*How to complete this task*. The entries below contain pictures. Retype everything except those pictures, exactly as given.

★ ★ ★ ★ ★

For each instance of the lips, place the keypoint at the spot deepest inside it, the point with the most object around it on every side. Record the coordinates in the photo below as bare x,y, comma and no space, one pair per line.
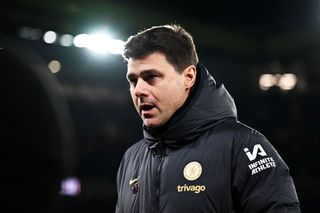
146,107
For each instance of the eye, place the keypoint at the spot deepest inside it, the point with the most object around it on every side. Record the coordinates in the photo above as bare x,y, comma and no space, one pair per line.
132,81
150,78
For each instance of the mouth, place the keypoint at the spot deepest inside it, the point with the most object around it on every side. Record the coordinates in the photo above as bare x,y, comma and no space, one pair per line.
145,107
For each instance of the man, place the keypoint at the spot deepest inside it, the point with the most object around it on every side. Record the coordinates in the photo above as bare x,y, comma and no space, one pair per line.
195,156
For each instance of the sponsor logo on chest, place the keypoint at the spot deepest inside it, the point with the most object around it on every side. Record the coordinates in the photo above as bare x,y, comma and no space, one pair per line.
192,171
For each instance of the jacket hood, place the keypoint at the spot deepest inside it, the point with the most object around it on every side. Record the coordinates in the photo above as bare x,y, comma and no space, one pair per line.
208,104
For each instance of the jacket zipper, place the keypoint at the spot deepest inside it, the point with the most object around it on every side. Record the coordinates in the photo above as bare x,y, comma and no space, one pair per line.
158,184
162,156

★ ★ ★ ★ ★

*Response area*.
For each instance of the lips, place the keypoint at the spot deepest inside it, the point with the most object around it on every side. Record the coordinates in the photo below as bare x,y, comma and no space, one pair per line.
146,107
For each instance of the eye, place the keypoint at the spot deepest inside it, the point with the most object around it on every side. Record the coordinates in the photo above as bare x,y, comma and no space, one pair per line.
132,81
150,78
For each instance of the mouth, place the keypoint at the spot deepest inside it, the point with the most object around it on every side. Record the coordinates in the photo above as bare x,y, comma and no space, one pair per line.
145,107
For each instance of the man, place the keypoint at the spot deepest inside it, the point with the most object around it on every side. Record the coordinates in the photo above as bare x,y, comma and no space, one pair per line.
195,156
For each instance of the sponsor logo on chest, place the keypoint at the spot deepest inside it, the point with the most object around it on every side. Record the coordinates in the photo above as bare x,y, comma and no space, one pair per line.
192,171
For each instance of the jacket hood, place the keypoint at the spot deepest inside it, the point with the most object around it on every side. Record the coordinates in the photo above as bare x,y, comma and no space, one pair per line.
208,104
For each instance of the jacket zipper, place the keypoint at the spot deepest inside it, the point with the most object around it on every side. Record the coordinates in the photo above as bare x,y, comma and no space, one pair per line.
158,184
162,156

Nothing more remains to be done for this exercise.